Stated goal: Reproduce every row below word for word, keeping each line break, number and punctuation mark unchanged.

Data excerpts:
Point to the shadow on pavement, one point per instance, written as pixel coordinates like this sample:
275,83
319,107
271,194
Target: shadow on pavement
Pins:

Complete answer:
Point to the shadow on pavement, one point per instance, written as pixel coordinates like this sample:
275,83
319,107
271,194
Target: shadow on pavement
Pins:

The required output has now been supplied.